Task to complete =
Update the material from its first line up to and including the line with "Each instance of the circular", replacing "stone" with "brick" and leaving everything else the same. Give back only those lines.

((

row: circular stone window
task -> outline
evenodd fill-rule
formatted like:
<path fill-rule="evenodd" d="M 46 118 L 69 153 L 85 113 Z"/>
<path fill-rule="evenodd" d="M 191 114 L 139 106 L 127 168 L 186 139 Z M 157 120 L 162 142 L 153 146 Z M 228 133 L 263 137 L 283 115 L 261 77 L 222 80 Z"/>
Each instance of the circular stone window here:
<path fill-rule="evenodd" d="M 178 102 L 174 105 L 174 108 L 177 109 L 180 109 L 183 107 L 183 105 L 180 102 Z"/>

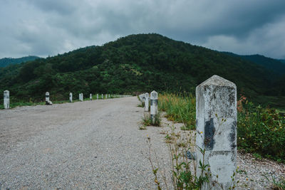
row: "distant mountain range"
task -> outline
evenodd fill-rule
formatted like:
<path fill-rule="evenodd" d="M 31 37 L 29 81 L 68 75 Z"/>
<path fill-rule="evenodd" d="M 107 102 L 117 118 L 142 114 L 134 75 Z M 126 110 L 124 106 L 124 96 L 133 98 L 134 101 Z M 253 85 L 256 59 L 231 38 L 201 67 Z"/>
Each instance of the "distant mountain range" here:
<path fill-rule="evenodd" d="M 27 62 L 29 60 L 34 60 L 38 58 L 39 58 L 39 57 L 32 56 L 28 56 L 19 58 L 4 58 L 0 59 L 0 68 L 4 68 L 9 65 L 25 63 L 25 62 Z"/>
<path fill-rule="evenodd" d="M 70 92 L 195 94 L 197 85 L 218 75 L 237 85 L 238 95 L 256 100 L 285 96 L 284 70 L 281 61 L 262 56 L 222 53 L 159 34 L 137 34 L 1 68 L 0 92 L 9 90 L 11 97 L 25 101 L 42 100 L 47 91 L 53 100 L 66 100 Z"/>
<path fill-rule="evenodd" d="M 279 60 L 280 62 L 282 62 L 282 63 L 285 63 L 285 59 L 279 59 Z"/>
<path fill-rule="evenodd" d="M 274 71 L 279 76 L 285 75 L 285 60 L 278 60 L 267 58 L 261 55 L 241 56 L 231 52 L 223 52 L 227 55 L 239 57 L 244 60 L 254 62 L 269 70 Z"/>

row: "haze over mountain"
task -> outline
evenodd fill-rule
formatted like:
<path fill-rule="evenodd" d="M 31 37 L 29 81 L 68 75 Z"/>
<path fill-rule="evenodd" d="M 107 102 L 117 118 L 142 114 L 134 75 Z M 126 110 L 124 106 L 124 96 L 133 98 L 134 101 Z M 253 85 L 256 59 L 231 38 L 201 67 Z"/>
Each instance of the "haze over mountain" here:
<path fill-rule="evenodd" d="M 193 93 L 213 75 L 235 83 L 239 94 L 248 97 L 285 95 L 283 86 L 274 85 L 274 72 L 263 66 L 153 33 L 1 68 L 0 91 L 9 89 L 11 97 L 33 101 L 43 100 L 46 91 L 53 100 L 66 100 L 70 92 Z"/>
<path fill-rule="evenodd" d="M 283 75 L 285 75 L 284 60 L 267 58 L 265 57 L 264 56 L 258 54 L 242 56 L 231 52 L 223 52 L 223 53 L 227 53 L 229 56 L 239 57 L 242 59 L 250 60 L 259 65 L 264 66 L 264 68 L 274 71 L 279 77 Z"/>
<path fill-rule="evenodd" d="M 29 60 L 34 60 L 35 59 L 37 58 L 39 58 L 39 57 L 33 56 L 28 56 L 19 58 L 4 58 L 0 59 L 0 68 L 4 68 L 11 64 L 19 64 Z"/>

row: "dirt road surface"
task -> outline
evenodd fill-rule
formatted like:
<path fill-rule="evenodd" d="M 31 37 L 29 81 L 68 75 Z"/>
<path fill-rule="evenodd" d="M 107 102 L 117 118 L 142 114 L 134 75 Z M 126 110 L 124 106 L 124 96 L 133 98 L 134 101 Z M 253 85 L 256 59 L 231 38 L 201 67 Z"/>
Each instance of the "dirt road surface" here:
<path fill-rule="evenodd" d="M 136 97 L 0 110 L 1 189 L 152 189 L 147 137 L 170 166 L 157 127 L 138 130 Z"/>

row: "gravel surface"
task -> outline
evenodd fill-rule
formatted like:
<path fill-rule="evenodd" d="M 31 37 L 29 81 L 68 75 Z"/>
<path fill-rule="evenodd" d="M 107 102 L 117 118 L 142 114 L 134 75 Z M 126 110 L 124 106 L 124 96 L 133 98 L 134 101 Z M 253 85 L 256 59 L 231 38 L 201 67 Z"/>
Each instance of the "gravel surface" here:
<path fill-rule="evenodd" d="M 0 189 L 155 189 L 147 137 L 170 184 L 165 137 L 182 125 L 162 118 L 162 127 L 139 130 L 138 104 L 132 97 L 0 110 Z M 285 177 L 283 164 L 240 152 L 237 162 L 237 189 L 270 189 L 263 174 Z"/>
<path fill-rule="evenodd" d="M 168 149 L 157 127 L 138 130 L 138 104 L 132 97 L 0 110 L 0 188 L 155 189 L 147 137 L 162 167 Z"/>

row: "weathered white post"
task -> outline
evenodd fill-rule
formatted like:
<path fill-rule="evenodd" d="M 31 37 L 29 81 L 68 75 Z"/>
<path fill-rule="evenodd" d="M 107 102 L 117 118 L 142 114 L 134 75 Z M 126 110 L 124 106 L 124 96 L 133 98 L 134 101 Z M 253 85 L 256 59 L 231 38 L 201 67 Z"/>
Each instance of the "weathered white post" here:
<path fill-rule="evenodd" d="M 5 90 L 4 93 L 4 108 L 10 108 L 10 92 L 9 90 Z"/>
<path fill-rule="evenodd" d="M 69 93 L 69 101 L 72 102 L 72 93 Z"/>
<path fill-rule="evenodd" d="M 81 102 L 83 101 L 83 93 L 79 94 L 79 100 L 81 100 Z"/>
<path fill-rule="evenodd" d="M 197 174 L 209 178 L 202 189 L 229 189 L 237 162 L 237 87 L 213 75 L 196 88 Z M 204 158 L 204 159 L 203 159 Z M 199 168 L 201 161 L 208 171 Z"/>
<path fill-rule="evenodd" d="M 53 102 L 49 100 L 49 93 L 46 93 L 46 105 L 53 105 Z"/>
<path fill-rule="evenodd" d="M 155 116 L 157 114 L 157 93 L 153 90 L 150 93 L 150 120 L 155 123 Z"/>
<path fill-rule="evenodd" d="M 150 95 L 146 93 L 145 94 L 145 112 L 148 112 L 148 101 L 150 100 Z"/>

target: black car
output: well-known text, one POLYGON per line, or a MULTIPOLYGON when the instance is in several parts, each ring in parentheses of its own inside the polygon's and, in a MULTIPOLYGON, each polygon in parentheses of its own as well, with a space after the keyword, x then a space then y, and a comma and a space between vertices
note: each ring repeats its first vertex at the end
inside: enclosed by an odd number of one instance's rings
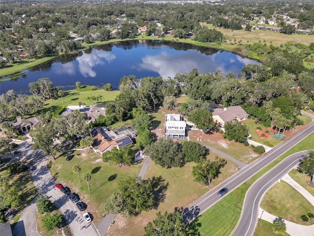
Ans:
POLYGON ((77 203, 77 206, 78 207, 78 209, 81 211, 86 209, 85 206, 84 205, 83 203, 82 203, 81 202, 78 202, 78 203, 77 203))
POLYGON ((220 196, 221 197, 222 195, 223 195, 224 194, 225 194, 227 192, 228 192, 228 188, 224 188, 220 190, 220 191, 219 191, 218 192, 218 195, 220 196))
POLYGON ((74 194, 74 193, 72 193, 70 194, 69 195, 69 197, 70 198, 70 199, 71 199, 71 201, 73 203, 77 203, 78 202, 78 197, 77 197, 77 195, 74 194))
POLYGON ((67 157, 66 160, 67 161, 71 161, 73 157, 74 157, 74 155, 73 155, 73 154, 72 154, 71 155, 69 155, 67 157))
POLYGON ((71 193, 71 190, 67 187, 62 186, 60 188, 60 191, 61 191, 64 194, 68 195, 71 193))

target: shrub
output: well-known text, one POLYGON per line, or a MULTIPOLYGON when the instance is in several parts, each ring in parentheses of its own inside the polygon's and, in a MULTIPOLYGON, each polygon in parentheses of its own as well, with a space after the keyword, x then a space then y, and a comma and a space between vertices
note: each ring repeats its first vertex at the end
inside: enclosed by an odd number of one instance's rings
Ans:
POLYGON ((282 140, 285 138, 286 138, 286 135, 283 134, 273 134, 271 137, 276 139, 278 139, 279 140, 282 140))
POLYGON ((9 172, 10 174, 19 174, 25 171, 27 169, 27 168, 25 165, 18 161, 15 163, 12 164, 9 167, 9 172))
POLYGON ((51 230, 58 226, 62 220, 62 216, 57 213, 51 215, 50 213, 46 213, 42 219, 43 226, 48 231, 51 230))
POLYGON ((50 211, 52 207, 52 204, 49 201, 47 195, 43 194, 40 194, 36 200, 36 205, 40 214, 50 211))
POLYGON ((308 217, 308 216, 305 215, 302 215, 301 217, 301 218, 303 221, 305 222, 307 222, 308 221, 309 221, 309 217, 308 217))
POLYGON ((265 148, 262 145, 257 146, 253 149, 253 150, 258 153, 262 154, 265 152, 265 148))
POLYGON ((90 90, 97 90, 97 87, 94 85, 92 85, 90 87, 90 90))
POLYGON ((312 213, 308 213, 308 216, 309 216, 309 218, 314 218, 314 214, 312 214, 312 213))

))

The output =
row: circular brick window
task -> outline
evenodd fill-rule
formatted like:
<path fill-rule="evenodd" d="M 46 118 L 69 153 L 85 113 Z"/>
<path fill-rule="evenodd" d="M 191 114 L 139 106 L 127 168 L 186 139 Z M 157 120 L 162 142 L 153 146 Z M 228 133 L 263 137 L 283 115 L 261 77 L 222 80 Z"/>
Each instance of the circular brick window here:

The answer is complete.